**Exercise requirements:** Tell how many lines in the records contain the word "every"; the number alone is the answer.

Top of Input for this task

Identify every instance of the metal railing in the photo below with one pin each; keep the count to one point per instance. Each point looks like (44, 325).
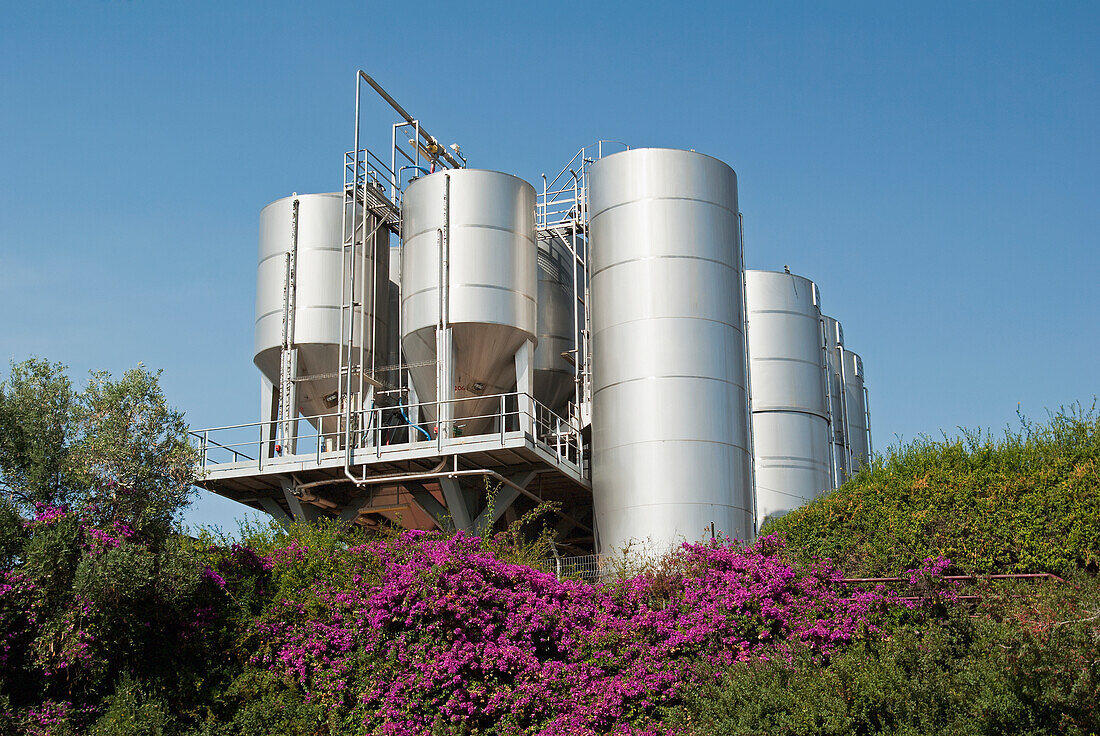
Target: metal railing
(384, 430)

Bottom of Input for this task
Top of Input for this task

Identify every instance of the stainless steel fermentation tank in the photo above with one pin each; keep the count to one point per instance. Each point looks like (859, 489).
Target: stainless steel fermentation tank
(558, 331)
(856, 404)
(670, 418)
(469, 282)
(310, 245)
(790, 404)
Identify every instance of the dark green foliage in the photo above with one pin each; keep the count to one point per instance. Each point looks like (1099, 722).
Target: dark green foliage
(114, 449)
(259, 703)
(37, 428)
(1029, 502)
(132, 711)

Bottom of Input for this task

**Expected output:** 3